== Segment start ==
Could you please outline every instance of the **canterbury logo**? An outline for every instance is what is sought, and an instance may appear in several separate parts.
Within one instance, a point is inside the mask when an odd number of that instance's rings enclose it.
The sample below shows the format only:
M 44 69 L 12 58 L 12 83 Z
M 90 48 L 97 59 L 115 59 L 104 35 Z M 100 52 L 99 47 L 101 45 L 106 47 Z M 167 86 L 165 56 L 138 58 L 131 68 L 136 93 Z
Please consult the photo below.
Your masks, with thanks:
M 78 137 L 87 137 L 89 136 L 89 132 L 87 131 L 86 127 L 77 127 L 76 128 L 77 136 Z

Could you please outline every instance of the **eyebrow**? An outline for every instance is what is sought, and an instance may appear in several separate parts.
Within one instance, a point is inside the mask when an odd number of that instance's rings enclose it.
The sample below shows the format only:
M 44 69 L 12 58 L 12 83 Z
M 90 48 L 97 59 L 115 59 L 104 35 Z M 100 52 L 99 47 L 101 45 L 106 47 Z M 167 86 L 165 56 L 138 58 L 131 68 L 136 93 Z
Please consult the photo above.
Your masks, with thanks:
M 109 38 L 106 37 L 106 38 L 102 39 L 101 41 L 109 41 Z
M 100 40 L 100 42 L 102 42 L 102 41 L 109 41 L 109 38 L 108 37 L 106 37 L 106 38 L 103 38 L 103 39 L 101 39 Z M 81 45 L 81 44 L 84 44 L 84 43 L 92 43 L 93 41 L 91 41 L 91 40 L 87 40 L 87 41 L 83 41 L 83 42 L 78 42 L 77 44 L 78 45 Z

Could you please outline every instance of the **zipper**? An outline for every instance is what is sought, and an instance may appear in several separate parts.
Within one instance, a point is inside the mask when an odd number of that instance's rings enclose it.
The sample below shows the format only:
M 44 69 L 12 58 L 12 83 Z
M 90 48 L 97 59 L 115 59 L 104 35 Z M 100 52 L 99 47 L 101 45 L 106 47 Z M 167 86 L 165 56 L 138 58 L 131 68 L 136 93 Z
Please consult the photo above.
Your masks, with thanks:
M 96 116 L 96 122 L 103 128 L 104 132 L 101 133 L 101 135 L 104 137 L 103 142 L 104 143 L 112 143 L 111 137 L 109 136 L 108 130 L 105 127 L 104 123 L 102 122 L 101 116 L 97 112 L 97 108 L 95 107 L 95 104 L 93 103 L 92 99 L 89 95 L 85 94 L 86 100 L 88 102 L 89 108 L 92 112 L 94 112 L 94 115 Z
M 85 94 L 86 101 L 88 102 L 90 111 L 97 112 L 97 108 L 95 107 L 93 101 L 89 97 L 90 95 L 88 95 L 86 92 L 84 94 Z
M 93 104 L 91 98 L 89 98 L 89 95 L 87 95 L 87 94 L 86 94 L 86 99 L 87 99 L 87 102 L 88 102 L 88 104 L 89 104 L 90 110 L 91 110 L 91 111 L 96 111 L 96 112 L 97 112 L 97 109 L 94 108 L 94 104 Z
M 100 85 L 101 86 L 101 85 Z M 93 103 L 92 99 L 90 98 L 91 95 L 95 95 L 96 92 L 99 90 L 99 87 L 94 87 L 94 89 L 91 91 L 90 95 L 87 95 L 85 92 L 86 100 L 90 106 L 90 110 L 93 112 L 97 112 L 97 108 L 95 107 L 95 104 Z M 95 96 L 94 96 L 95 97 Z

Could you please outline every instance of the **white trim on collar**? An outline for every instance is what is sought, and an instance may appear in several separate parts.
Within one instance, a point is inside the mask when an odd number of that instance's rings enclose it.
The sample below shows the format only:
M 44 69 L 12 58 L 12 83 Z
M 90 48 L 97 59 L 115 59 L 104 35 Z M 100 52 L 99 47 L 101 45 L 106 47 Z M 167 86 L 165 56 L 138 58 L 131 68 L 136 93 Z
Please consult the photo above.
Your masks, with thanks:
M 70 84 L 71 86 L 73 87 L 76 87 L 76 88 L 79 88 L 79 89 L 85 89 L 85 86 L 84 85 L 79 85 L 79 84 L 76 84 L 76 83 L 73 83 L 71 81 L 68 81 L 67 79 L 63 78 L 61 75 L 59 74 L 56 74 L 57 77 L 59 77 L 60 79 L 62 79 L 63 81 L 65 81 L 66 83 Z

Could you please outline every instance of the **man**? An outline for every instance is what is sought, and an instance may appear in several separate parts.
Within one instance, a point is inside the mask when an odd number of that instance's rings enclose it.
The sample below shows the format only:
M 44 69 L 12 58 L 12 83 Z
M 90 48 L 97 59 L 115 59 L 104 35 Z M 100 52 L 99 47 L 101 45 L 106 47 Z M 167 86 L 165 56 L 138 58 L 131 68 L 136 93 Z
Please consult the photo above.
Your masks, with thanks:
== Segment end ==
== Segment start ==
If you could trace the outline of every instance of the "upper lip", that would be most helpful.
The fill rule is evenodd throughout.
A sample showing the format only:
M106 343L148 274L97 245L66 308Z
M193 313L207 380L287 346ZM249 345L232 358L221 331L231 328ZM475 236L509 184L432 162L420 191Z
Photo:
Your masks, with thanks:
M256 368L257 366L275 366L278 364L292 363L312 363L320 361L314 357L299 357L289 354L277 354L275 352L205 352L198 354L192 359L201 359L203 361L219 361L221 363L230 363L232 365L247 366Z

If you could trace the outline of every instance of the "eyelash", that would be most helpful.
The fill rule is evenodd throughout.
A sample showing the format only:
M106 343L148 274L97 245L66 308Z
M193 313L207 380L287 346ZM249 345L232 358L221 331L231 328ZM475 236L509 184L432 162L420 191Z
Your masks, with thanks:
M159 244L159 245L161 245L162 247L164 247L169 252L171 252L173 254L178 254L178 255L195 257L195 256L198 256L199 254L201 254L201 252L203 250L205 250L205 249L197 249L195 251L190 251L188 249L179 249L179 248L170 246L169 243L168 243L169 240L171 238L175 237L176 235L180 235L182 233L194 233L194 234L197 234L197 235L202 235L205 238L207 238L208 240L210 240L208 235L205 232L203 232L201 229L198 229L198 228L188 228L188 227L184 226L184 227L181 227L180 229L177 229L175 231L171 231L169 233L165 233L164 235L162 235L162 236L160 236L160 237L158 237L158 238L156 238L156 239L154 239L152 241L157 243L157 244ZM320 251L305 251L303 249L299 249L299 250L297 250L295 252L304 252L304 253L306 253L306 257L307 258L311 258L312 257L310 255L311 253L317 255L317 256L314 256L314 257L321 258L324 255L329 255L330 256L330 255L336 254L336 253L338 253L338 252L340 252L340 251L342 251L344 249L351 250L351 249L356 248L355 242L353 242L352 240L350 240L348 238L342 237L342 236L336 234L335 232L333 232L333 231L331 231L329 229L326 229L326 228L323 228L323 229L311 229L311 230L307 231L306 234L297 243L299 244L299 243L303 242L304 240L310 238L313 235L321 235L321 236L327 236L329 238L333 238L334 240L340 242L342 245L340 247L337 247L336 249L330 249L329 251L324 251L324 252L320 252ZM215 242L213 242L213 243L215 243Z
== Segment end ==
== Segment start ==
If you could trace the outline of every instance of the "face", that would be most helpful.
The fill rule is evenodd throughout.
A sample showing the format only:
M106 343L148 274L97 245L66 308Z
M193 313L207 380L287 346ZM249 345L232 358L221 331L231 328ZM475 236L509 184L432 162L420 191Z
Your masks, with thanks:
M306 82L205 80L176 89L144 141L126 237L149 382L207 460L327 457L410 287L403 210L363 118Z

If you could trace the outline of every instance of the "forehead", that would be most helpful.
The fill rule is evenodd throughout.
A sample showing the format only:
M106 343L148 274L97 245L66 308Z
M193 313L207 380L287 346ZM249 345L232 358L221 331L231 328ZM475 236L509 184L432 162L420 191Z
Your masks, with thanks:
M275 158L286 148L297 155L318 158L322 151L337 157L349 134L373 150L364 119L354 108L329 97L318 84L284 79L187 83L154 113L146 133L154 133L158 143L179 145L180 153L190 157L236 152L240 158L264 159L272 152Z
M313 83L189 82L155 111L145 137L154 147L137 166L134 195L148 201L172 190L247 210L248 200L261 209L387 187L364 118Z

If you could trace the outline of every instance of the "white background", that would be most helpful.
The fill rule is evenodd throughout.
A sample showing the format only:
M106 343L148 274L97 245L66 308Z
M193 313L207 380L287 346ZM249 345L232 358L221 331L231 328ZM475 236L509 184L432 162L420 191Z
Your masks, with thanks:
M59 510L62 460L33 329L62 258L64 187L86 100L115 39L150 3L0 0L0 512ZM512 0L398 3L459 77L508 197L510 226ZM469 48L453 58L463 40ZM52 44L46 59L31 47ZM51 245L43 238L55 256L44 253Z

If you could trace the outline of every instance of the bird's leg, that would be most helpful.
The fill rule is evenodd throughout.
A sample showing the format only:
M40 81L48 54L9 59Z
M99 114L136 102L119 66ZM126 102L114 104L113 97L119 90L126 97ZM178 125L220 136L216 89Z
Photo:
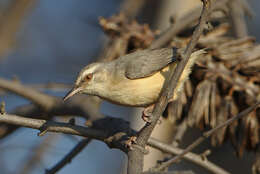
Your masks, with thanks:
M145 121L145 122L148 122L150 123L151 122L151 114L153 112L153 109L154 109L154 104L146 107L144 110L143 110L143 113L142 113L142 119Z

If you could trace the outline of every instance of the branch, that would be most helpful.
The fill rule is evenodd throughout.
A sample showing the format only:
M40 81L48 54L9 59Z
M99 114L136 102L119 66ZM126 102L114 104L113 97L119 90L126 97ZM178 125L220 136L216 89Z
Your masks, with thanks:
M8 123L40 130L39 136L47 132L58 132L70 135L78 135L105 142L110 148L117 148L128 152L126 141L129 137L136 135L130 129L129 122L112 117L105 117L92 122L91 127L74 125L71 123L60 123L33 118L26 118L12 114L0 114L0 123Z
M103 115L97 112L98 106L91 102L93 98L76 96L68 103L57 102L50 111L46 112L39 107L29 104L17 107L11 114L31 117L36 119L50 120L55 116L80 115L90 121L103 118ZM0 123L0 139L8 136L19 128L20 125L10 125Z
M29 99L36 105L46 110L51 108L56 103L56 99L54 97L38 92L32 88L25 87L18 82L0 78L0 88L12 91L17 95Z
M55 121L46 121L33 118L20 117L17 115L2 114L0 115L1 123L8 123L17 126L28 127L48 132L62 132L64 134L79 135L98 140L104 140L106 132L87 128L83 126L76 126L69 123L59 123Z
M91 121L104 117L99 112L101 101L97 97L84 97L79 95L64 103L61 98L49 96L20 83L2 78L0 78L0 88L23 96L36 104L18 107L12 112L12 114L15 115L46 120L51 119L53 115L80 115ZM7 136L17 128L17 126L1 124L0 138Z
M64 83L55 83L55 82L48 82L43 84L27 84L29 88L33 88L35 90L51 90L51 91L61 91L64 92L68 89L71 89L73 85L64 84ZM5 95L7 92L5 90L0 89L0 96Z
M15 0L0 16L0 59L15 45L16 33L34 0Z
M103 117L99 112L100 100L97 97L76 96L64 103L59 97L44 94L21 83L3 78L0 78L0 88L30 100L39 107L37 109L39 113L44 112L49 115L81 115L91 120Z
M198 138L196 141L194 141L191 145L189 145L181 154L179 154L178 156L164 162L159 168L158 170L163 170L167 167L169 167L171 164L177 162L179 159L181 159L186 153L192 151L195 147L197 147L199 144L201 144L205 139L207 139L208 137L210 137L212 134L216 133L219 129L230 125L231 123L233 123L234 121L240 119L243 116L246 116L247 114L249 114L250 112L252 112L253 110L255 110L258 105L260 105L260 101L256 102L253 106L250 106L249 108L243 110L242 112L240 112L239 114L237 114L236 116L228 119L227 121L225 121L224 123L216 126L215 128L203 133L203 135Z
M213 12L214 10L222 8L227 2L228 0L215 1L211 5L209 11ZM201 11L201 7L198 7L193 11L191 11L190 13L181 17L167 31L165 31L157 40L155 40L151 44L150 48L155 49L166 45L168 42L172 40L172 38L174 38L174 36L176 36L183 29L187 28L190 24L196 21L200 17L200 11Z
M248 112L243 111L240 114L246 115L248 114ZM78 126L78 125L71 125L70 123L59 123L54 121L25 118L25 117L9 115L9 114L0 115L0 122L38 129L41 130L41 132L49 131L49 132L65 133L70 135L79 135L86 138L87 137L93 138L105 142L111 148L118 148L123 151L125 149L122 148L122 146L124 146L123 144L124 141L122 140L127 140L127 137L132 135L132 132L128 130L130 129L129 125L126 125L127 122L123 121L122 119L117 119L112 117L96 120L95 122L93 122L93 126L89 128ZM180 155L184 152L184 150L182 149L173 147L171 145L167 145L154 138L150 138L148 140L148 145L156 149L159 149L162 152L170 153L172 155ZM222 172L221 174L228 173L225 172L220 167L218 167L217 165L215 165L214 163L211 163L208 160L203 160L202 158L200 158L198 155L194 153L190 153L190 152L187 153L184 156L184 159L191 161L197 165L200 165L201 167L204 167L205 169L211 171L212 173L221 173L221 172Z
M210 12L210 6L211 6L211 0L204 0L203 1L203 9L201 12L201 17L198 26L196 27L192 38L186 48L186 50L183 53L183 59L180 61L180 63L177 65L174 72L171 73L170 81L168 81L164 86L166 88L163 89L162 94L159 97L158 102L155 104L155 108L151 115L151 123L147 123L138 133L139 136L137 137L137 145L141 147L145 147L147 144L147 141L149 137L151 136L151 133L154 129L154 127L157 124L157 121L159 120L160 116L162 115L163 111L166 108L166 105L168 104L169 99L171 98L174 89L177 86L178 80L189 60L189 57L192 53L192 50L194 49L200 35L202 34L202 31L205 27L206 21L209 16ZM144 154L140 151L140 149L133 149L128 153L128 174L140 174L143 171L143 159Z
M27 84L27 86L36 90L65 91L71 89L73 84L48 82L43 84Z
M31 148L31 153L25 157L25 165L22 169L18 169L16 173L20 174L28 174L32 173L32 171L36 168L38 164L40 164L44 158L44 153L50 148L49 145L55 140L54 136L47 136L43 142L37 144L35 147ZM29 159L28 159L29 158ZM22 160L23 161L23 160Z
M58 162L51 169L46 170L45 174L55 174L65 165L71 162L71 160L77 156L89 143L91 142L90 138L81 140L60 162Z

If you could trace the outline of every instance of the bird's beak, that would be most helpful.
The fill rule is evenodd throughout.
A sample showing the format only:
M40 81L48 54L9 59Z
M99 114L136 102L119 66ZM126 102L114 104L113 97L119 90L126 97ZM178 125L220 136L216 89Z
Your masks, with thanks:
== Segment end ==
### [Task]
Starting at the line above that contains "Could you please outline every instance of the **canterbury", repeat each line exactly up to and including the line that contains "Could you please outline every instance of the **eyebrow**?", and stop there.

### [Answer]
Could you please outline every instance of the **canterbury logo**? An outline for every instance is what is sought, and an instance may appear in several separate parts.
Within one instance, a point is inside the mask when an odd number of that instance's rings enclose it.
The sample below shows the format only:
M 44 69 L 12 58 L 12 83 Z
M 90 48 L 97 59 L 115 59 L 104 35 Z M 100 52 L 99 47 L 101 45 L 106 47 Z M 167 86 L 165 56 L 138 58 L 131 68 L 136 93 Z
Please consult the photo below.
Your masks, with thanks:
M 78 137 L 87 137 L 89 136 L 89 132 L 87 131 L 86 127 L 77 127 L 76 128 L 77 136 Z

Could you please outline every instance of the **eyebrow**? An outline for every instance is what is sought, and an instance may appear in several separate parts.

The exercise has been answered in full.